Saved entries
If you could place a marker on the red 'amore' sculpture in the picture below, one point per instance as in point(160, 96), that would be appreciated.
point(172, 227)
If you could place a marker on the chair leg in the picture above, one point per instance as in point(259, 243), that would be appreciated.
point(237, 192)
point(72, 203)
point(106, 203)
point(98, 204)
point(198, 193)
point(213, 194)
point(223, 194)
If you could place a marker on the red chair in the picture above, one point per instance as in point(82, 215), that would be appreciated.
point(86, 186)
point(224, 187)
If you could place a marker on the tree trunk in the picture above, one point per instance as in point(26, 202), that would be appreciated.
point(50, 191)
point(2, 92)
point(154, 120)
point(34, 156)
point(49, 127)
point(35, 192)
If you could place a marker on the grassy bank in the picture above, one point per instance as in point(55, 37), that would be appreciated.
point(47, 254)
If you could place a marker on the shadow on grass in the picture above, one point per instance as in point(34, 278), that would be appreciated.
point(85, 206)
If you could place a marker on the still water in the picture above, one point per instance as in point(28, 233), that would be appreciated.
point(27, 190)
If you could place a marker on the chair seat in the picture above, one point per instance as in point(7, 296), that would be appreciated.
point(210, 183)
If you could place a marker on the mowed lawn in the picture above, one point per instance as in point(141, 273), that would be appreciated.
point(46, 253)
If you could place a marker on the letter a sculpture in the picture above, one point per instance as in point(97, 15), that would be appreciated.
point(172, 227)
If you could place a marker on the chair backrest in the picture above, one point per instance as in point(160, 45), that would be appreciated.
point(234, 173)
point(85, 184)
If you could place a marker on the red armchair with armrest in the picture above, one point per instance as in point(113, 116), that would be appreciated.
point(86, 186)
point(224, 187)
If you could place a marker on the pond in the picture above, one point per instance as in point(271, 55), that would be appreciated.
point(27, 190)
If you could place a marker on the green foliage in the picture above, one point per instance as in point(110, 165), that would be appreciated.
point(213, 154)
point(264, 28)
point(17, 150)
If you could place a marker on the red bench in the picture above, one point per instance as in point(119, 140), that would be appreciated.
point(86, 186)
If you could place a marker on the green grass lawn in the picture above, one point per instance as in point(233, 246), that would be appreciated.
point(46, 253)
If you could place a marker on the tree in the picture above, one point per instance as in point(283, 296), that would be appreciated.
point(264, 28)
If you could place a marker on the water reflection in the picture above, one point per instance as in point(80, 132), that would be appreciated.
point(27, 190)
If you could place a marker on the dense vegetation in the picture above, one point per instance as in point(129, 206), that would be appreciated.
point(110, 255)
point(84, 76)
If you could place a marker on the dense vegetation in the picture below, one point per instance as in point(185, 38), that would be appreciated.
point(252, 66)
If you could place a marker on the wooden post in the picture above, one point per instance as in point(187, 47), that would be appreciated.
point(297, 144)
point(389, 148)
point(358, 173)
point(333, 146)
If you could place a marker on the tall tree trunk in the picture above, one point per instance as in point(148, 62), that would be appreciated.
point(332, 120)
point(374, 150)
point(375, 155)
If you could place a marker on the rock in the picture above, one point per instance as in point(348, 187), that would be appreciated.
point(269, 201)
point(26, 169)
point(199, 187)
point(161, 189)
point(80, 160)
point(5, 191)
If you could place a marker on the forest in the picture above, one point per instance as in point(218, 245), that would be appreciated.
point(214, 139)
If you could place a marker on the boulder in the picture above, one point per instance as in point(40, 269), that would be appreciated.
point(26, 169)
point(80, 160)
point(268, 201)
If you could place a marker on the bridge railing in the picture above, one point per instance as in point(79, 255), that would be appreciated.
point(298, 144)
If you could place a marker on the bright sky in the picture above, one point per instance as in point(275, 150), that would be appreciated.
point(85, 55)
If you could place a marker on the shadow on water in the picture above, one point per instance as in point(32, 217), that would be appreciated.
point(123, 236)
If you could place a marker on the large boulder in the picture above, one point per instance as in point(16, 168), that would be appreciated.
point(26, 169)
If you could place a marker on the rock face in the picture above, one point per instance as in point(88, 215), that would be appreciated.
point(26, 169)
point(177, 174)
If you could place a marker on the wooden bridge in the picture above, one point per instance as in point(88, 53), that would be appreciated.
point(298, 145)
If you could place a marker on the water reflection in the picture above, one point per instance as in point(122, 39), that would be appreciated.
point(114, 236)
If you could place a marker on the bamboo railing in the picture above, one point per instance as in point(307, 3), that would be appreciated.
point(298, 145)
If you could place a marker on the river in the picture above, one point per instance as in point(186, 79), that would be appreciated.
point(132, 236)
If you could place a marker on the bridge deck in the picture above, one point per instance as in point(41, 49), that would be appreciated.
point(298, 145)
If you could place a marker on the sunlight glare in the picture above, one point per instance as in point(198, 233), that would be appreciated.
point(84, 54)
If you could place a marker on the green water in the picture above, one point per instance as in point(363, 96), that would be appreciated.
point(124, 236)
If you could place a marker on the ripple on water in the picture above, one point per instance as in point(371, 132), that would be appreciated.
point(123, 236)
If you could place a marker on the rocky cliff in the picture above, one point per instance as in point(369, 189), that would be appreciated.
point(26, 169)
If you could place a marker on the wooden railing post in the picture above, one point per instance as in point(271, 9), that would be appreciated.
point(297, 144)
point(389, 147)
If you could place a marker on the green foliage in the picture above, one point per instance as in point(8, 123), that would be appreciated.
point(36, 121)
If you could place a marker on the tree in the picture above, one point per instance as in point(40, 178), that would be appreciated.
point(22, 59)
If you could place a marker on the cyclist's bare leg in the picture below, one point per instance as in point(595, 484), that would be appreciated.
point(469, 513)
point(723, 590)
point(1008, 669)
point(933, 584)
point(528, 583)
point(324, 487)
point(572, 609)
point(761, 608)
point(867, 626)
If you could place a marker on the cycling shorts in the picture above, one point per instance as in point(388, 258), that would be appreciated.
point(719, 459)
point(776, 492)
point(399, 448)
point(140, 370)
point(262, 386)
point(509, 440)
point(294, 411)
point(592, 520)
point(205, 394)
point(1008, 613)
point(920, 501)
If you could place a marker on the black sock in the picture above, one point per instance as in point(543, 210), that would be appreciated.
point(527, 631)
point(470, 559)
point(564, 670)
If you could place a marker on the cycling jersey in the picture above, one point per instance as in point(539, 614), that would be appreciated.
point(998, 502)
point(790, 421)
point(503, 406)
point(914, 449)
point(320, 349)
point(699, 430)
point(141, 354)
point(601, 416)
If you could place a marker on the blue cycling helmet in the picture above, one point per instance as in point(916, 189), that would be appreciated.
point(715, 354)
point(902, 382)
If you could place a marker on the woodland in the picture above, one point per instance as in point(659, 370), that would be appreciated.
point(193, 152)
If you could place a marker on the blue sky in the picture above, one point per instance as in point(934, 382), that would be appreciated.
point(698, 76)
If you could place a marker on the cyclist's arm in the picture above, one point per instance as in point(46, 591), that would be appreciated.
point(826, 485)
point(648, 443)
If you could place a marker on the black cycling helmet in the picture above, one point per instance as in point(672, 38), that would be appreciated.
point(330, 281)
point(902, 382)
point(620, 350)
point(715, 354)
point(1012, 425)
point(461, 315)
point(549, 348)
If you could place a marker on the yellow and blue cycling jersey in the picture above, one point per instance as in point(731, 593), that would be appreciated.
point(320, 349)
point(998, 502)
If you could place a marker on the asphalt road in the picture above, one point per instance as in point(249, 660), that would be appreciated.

- [What needs to be done]: Please make an exact copy of every record, leaving nothing out.

- [Finished task]:
If you could place a marker on the red 'amore' sculpture in the picture below, one point per instance as in point(160, 96), that would be appreciated.
point(172, 227)
If you could place a marker on the chair leg in the picture above, one point per instance as in point(259, 243), that would be appreciated.
point(237, 192)
point(72, 203)
point(106, 203)
point(98, 204)
point(198, 193)
point(213, 194)
point(223, 194)
If you could place a marker on the red chair in the picture above, one point per instance as in point(82, 215), that would be appreciated.
point(86, 186)
point(224, 187)
If you could place a marker on the tree trunk in the picture above, one point per instance as in point(26, 202), that would be appreciated.
point(50, 191)
point(2, 92)
point(154, 120)
point(34, 156)
point(49, 127)
point(35, 192)
If you could place a marker on the grassy bank in the picture above, one point per instance as in point(55, 37), that would be appreciated.
point(47, 254)
If you could place a marker on the shadow on grass in the picture above, one point per instance as in point(34, 278), that would be appreciated.
point(85, 206)
If you could place a marker on the still water in the picture above, one point per instance as in point(28, 233), that would be appreciated.
point(27, 190)
If you could place a marker on the chair seat in the picture above, one point per instance as in point(7, 296), that would be appreciated.
point(210, 183)
If you could place a marker on the mowed lawn in the picture above, one point per instance as in point(141, 273), that would be appreciated.
point(46, 253)
If you could place a marker on the letter a sculpture in the picture above, one point per instance as in point(97, 15), that would be appreciated.
point(172, 227)
If you could place a marker on the chair backrest in the picture above, one point per instance as in point(160, 45), that would be appreciated.
point(234, 173)
point(85, 184)
If you could place a marker on the red armchair with armrest in the picture above, one point per instance as in point(113, 116), that would be appreciated.
point(86, 186)
point(224, 187)
If you could place a marker on the pond in the picture above, one point per instance as in point(271, 55), that would be appreciated.
point(27, 190)
If you could place a marker on the green foliage in the picture above, one point per instance as in point(110, 165), that would be appreciated.
point(213, 154)
point(264, 28)
point(17, 150)
If you could place a marker on the red bench in the picture above, one point per instance as in point(119, 140), that would be appreciated.
point(86, 186)
If you could place a marker on the green grass lawn in the picture above, one point per instance as in point(233, 246), that would be appreciated.
point(46, 253)
If you could place a marker on the tree in the picture above, one point per instance as in point(283, 296), that would be appreciated.
point(264, 28)
If you could place a marker on the water reflection in the picture above, one point per instance as in point(80, 132), that would be appreciated.
point(27, 190)
If you could place a marker on the dense vegetation in the picture above, one point per instance as in point(129, 206), that would be appreciated.
point(110, 255)
point(84, 76)
If you could place a marker on the dense vegetation in the picture below, one point per instance as in point(185, 38), that would be appreciated.
point(252, 66)
If you could place a marker on the wooden post in the picture above, one point per instance as in point(187, 47), that would be appreciated.
point(297, 144)
point(389, 148)
point(358, 173)
point(333, 146)
If you could place a marker on the tall tree trunk in the picture above, one point per instance as in point(148, 62), that would be appreciated.
point(332, 120)
point(374, 150)
point(375, 155)
If you could place a marker on the rock in the picture above, one point per instance as in point(348, 187), that would be appreciated.
point(269, 201)
point(26, 169)
point(199, 187)
point(161, 189)
point(80, 160)
point(5, 191)
If you could place a marker on the forest in the picture above, one point per instance as in point(218, 245), that would be appreciated.
point(214, 139)
If you could place a marker on the boulder in the picture above, one point per instance as in point(40, 269), that would be appreciated.
point(26, 169)
point(80, 160)
point(268, 201)
If you could place a marker on the bridge railing in the picture above, one point per instance as in point(79, 255), that would be appreciated.
point(298, 144)
If you could place a marker on the bright sky in the picture above, one point per instance as in point(275, 150), that would be appreciated.
point(85, 55)
If you could place a marker on the shadow on water in the picture above, one point per instance as in point(32, 217), that would be appreciated.
point(123, 236)
If you could place a marker on the large boulder in the picture above, one point per instance as in point(16, 168), that would be appreciated.
point(26, 169)
If you could place a marker on the rock face in the picture above, one point per instance as in point(88, 215), that would be appreciated.
point(26, 169)
point(177, 174)
If you could place a marker on the wooden bridge in the picture above, one point per instance as in point(88, 53), that would be appreciated.
point(298, 145)
If you could place a marker on the water reflection in the picture above, one point per instance as in point(122, 39), that would be appreciated.
point(114, 236)
If you could place a marker on the bamboo railing in the picture above, one point per instance as in point(307, 3), that would be appreciated.
point(298, 145)
If you could place a marker on the river in the picture above, one point per instance as in point(186, 79), that would be appreciated.
point(132, 236)
If you could place a marker on the bridge deck in the picture above, one point per instance as in point(41, 49), that would be appreciated.
point(298, 145)
If you could place a marker on the sunlight glare in the picture above, one point per instance as in point(198, 233), that would be appreciated.
point(84, 54)
If you could place a marker on the green water in the picture above, one point per instance as in point(363, 96), that would be appreciated.
point(124, 236)
If you could place a marker on the ripple on water in the picture above, one point per instance as in point(371, 132), that would be appreciated.
point(123, 236)
If you could place a marker on the rocky cliff in the picture above, one point per instance as in point(369, 189), that would be appreciated.
point(26, 169)
If you could place a marker on the wooden railing post in the picture above, one point per instance as in point(271, 9), that would be appreciated.
point(297, 144)
point(389, 147)
If you could place a marker on the green foliage in the picture above, one point per instance as in point(8, 123), that would be appreciated.
point(36, 121)
If you could place a marker on the tree in the picture above, one point per instance as in point(40, 178), that would be appreciated.
point(22, 59)
If you could place a marker on the cyclist's bare leg in the picture below, one point per instance as in point(595, 484), that would be appreciated.
point(469, 513)
point(723, 590)
point(1008, 669)
point(933, 584)
point(528, 583)
point(324, 487)
point(572, 609)
point(761, 608)
point(867, 626)
If you could place a marker on the cycling shorts in the picture above, one point per instance as in point(388, 258), that would be appreciated.
point(719, 459)
point(776, 492)
point(399, 448)
point(140, 370)
point(262, 386)
point(509, 440)
point(294, 411)
point(592, 520)
point(205, 394)
point(1008, 613)
point(920, 501)
If you could place a marker on the black sock in the picture above, one point per instance as in point(543, 210), that would be appreciated.
point(527, 631)
point(470, 559)
point(564, 670)
If you could place a marker on the cycling jersey in the picture above, one point per instance as in point(539, 614), that would be appreciated.
point(998, 502)
point(790, 421)
point(503, 406)
point(914, 449)
point(320, 349)
point(699, 430)
point(141, 354)
point(601, 416)
If you could place a marker on the blue cycling helmet in the picture above, one point per instance as in point(916, 189), that would be appreciated.
point(715, 354)
point(902, 382)
If you could place a marker on the woodland in the picture above, one point per instance as in point(659, 370), that would be appreciated.
point(193, 152)
If you could place a marker on the blue sky in the picture above, one point per instance as in point(934, 382), that would be appreciated.
point(698, 76)
If you could place a marker on the cyclist's arm in the picture above, one point per instance as in point(46, 591), that would be appreciated.
point(826, 485)
point(648, 443)
If you could place a marker on the black cycling helmet in the picture above, one point per instance as in point(672, 38), that would be appreciated.
point(330, 281)
point(902, 382)
point(620, 350)
point(715, 354)
point(1012, 425)
point(461, 315)
point(549, 348)
If you could place a marker on the yellow and blue cycling jersey in the picture above, one point per instance as in point(731, 593), that would be appreciated.
point(320, 349)
point(998, 502)
If you could place a marker on the asphalt road in the picture above, one point per instance as in point(249, 660), that would be appreciated.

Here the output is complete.